[[ PAGE TEXT open ]]

It’s a sad fact that not all medical or dental treatment has a successful outcome. If you or a loved one has suffered harm as a result of negligent or substandard treatment, it’s vital that you receive expert advice and support when pursuing any compensation claim.
At Browell Smith & Co we not only have the requisite experience in this field, but a team of highly-skilled solicitors with the legal and medical expertise to assist you when you need it most.
We are a recognised medical negligence practice and member of “Action against medical accidents (AVMA)”.
We know this complex area of law can be particularly emotive, which is why we guarantee that all cases are conducted with the appropriate knowledge and empathy to ensure the best results for you.
It is not just about your solicitors having the requisite experience. It is essential that the right experts are instructed to ensure a positive outcome. Due to our presence in the legal field we have, over the years, developed relationships with medical experts, care experts and barristers to ensure the best results for our clients.
If you are dissatisfied with any aspect of the care that you or a family member have received from an NHS health care provider, you have a right to complain.
Each NHS organisation has a complaints procedure in place. Information about it can be provided by clinical staff, the hospital’s complaints department or the controlling Trust’s website.
Complaints should normally be made as soon as possible and certainly within 12 months of the date of the event in question. The Trust has the discretion to extend the time limit depending on the circumstances of an individual case.

[[ PAGE TEXT closed ]]
[[ RECORD EXTRACTS open ]]

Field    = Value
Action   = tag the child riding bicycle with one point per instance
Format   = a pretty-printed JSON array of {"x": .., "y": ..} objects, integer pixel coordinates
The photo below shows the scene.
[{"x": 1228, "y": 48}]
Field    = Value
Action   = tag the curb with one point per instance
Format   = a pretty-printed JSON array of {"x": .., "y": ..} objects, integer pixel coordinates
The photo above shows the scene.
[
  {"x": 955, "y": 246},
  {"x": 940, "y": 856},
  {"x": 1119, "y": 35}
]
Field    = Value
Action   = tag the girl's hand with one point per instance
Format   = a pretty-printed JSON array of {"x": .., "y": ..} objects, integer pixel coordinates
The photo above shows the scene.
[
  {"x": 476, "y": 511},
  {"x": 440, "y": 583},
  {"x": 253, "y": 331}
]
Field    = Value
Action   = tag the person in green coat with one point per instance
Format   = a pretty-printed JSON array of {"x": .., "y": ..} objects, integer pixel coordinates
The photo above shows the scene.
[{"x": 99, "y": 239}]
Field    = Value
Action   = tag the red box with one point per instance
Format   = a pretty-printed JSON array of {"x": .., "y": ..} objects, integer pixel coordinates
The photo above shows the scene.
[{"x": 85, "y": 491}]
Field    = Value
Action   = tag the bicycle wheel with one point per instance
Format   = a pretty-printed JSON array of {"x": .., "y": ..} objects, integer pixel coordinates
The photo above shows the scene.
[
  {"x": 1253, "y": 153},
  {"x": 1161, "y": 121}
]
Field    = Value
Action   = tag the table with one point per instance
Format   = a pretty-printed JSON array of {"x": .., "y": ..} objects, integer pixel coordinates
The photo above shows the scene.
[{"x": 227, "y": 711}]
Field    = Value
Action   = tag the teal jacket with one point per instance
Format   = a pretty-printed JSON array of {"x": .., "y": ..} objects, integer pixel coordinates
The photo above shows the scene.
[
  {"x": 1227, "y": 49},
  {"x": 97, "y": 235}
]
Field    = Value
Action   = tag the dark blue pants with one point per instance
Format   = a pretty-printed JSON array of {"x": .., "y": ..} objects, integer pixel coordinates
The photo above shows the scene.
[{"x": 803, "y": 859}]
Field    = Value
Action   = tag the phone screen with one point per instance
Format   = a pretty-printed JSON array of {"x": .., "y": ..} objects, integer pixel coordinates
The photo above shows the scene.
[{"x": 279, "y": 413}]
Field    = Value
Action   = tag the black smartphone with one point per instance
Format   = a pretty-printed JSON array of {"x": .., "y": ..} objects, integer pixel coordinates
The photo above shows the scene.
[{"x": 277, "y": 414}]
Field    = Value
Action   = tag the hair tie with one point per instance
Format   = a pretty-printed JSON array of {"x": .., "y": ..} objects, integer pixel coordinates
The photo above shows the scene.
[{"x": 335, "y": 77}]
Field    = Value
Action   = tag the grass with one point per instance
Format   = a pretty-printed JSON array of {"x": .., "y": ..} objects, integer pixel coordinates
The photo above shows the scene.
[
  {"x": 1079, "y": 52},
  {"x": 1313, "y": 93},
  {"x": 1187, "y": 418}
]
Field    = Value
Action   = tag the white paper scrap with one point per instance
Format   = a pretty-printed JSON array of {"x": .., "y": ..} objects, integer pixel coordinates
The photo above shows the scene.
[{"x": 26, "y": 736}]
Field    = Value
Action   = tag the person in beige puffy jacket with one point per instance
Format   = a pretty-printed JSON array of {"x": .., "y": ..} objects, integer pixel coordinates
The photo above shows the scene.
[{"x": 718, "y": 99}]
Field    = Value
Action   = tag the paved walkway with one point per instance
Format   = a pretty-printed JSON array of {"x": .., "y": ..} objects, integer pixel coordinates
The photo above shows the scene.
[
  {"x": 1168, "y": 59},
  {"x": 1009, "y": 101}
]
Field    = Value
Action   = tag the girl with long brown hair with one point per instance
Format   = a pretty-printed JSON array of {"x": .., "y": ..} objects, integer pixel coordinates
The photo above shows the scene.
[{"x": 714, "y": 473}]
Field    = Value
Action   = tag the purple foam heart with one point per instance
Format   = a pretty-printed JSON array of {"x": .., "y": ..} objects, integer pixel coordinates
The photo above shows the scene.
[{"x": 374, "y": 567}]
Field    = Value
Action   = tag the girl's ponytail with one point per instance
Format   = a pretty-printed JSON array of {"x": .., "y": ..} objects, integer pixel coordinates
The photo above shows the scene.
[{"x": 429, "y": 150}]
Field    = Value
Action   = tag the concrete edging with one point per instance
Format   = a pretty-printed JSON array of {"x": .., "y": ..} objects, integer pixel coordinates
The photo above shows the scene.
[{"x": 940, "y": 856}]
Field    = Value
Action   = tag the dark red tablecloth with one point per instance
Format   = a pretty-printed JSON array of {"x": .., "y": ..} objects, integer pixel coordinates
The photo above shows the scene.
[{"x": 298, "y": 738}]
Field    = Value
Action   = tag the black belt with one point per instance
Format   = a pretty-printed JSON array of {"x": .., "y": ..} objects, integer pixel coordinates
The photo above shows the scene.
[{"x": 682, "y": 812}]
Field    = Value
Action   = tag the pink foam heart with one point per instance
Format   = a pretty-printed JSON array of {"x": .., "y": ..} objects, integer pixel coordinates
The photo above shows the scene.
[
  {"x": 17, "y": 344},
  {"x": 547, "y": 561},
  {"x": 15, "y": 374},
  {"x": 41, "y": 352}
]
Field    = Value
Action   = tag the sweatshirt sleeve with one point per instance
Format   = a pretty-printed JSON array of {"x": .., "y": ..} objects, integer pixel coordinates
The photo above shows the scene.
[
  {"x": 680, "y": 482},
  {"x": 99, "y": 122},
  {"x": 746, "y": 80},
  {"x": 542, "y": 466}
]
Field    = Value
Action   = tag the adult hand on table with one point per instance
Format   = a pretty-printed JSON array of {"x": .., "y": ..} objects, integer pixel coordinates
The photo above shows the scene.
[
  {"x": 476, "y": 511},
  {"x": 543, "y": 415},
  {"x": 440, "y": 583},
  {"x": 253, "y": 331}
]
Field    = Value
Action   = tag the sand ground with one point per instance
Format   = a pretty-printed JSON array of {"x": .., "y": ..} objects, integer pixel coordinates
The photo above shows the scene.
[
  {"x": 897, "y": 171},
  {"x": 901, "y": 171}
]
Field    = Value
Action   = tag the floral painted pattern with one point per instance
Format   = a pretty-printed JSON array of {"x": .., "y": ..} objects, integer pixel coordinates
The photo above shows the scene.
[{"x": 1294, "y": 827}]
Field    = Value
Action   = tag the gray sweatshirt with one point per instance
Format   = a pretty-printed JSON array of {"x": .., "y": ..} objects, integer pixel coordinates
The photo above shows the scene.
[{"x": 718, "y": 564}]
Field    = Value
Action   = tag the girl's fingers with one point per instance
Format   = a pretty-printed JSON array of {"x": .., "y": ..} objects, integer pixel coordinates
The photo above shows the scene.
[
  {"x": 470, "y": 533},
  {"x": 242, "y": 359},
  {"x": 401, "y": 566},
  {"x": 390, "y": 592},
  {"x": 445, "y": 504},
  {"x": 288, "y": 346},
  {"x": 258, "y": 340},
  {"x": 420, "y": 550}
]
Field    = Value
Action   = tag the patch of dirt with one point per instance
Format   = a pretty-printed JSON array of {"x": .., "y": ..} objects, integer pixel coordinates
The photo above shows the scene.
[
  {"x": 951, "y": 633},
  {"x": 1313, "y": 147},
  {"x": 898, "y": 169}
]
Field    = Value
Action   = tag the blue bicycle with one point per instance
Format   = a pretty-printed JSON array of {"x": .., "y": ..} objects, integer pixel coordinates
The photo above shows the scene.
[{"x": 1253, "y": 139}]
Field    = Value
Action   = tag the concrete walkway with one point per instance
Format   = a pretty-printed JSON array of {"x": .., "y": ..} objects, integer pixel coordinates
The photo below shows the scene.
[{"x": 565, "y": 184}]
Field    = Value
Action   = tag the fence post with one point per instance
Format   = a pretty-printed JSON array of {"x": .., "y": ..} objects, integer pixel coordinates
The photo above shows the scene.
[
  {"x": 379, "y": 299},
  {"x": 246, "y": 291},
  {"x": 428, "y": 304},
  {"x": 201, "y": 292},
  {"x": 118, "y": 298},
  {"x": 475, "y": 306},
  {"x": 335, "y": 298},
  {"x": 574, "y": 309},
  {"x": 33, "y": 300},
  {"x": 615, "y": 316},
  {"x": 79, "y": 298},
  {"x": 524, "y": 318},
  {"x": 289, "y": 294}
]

[[ RECORD EXTRACTS closed ]]

Reproduce the full medical negligence text from above, word for word and unchanged.

> [EXERCISE ANSWER]
It’s a sad fact that not all medical or dental treatment has a successful outcome. If you or a loved one has suffered harm as a result of negligent or substandard treatment, it’s vital that you receive expert advice and support when pursuing any compensation claim.
At Browell Smith & Co we not only have the requisite experience in this field, but a team of highly-skilled solicitors with the legal and medical expertise to assist you when you need it most.
We are a recognised medical negligence practice and member of “Action against medical accidents (AVMA)”.
We know this complex area of law can be particularly emotive, which is why we guarantee that all cases are conducted with the appropriate knowledge and empathy to ensure the best results for you.
It is not just about your solicitors having the requisite experience. It is essential that the right experts are instructed to ensure a positive outcome. Due to our presence in the legal field we have, over the years, developed relationships with medical experts, care experts and barristers to ensure the best results for our clients.
If you are dissatisfied with any aspect of the care that you or a family member have received from an NHS health care provider, you have a right to complain.
Each NHS organisation has a complaints procedure in place. Information about it can be provided by clinical staff, the hospital’s complaints department or the controlling Trust’s website.
Complaints should normally be made as soon as possible and certainly within 12 months of the date of the event in question. The Trust has the discretion to extend the time limit depending on the circumstances of an individual case.